* _TASK TO COMPLETE_
Return every one of the lines below word for word, changing nothing.

───── MATERIAL FOR THIS TASK ─────

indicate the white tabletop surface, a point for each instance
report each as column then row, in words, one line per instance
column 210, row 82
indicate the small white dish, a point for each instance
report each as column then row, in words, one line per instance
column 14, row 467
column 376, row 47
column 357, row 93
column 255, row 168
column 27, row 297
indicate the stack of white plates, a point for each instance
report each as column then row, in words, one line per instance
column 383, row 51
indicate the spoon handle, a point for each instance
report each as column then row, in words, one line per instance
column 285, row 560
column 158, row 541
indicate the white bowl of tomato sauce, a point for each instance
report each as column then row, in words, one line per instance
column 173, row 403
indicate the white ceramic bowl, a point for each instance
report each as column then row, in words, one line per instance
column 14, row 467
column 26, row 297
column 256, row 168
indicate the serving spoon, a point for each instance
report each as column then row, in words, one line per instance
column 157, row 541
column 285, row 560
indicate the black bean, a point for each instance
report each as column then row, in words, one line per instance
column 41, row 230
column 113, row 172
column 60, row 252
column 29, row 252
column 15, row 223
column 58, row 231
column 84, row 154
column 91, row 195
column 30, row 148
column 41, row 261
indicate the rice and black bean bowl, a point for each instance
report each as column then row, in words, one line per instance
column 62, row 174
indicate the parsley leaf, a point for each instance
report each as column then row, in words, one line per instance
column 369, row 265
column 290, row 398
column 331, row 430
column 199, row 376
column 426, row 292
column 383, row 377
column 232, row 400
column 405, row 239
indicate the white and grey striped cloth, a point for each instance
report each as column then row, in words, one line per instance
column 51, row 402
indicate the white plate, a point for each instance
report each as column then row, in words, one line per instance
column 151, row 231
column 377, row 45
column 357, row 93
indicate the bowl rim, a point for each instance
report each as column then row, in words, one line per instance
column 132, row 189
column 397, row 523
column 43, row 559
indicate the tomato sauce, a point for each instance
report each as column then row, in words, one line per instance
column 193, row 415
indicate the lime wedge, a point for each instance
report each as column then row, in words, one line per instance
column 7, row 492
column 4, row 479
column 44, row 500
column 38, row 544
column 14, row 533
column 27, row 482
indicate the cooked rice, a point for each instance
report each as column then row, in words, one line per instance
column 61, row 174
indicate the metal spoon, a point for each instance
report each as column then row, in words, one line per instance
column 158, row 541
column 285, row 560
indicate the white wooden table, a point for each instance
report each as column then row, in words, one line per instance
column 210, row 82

─────

* _RESPONSE TO THIS EXERCISE_
indicate the white tabletop surface, a point for each instance
report each as column then row, in words, one line per instance
column 210, row 82
indicate the small white dish, a point for each instance
report each as column then row, in words, one line per instance
column 14, row 467
column 376, row 47
column 357, row 93
column 255, row 168
column 27, row 297
indicate the stack of white plates, a point for each instance
report each as column then row, in words, one line per instance
column 383, row 51
indicate the spoon handle, a point for each instance
report each as column then row, in words, one line per instance
column 285, row 560
column 158, row 541
indicate the white bowl of tomato sauce, a point for each instance
report each as column then row, in words, one line per instance
column 173, row 403
indicate the white ceramic bowl, a point for each instance
report each as column then row, in words, one line per instance
column 14, row 467
column 26, row 297
column 256, row 168
indicate the serving spoon, a point for each instance
report each as column then row, in words, one line per instance
column 157, row 541
column 285, row 560
indicate the black bean, a point for each instance
report each as column then row, in words, one line per instance
column 41, row 230
column 113, row 172
column 60, row 252
column 29, row 252
column 15, row 223
column 58, row 231
column 84, row 154
column 91, row 195
column 30, row 148
column 41, row 261
indicate the rice and black bean bowl, a point for each instance
report each as column then row, in words, one line per instance
column 62, row 174
indicate the parsley leaf, a point for each instance
report each as column then row, in words, one line per instance
column 369, row 265
column 290, row 398
column 331, row 430
column 199, row 376
column 426, row 292
column 383, row 377
column 232, row 400
column 405, row 239
indicate the white and grey striped cloth, a point for each instance
report each as column then row, in words, one line per instance
column 51, row 402
indicate the white plate, a point for each instance
report each as column then row, in words, one line per instance
column 151, row 231
column 377, row 45
column 357, row 93
indicate the bowl rim, a point for each instance
report each as column then row, in words, one line per instance
column 132, row 189
column 397, row 523
column 43, row 559
indicate the tomato sauce, a point for each instance
report each as column then row, in words, one line per instance
column 193, row 415
indicate the lime wedge, a point for each instance
report each as column then row, in words, one line per instance
column 7, row 492
column 4, row 479
column 44, row 500
column 38, row 544
column 14, row 533
column 27, row 482
indicate the cooked rice, a point for each instance
report each as column then row, in words, one line per instance
column 61, row 174
indicate the metal spoon, a point for each instance
report each as column then row, in words, one line per instance
column 158, row 541
column 285, row 560
indicate the white wooden table, a point for each instance
report each as column then row, in words, one line per instance
column 210, row 82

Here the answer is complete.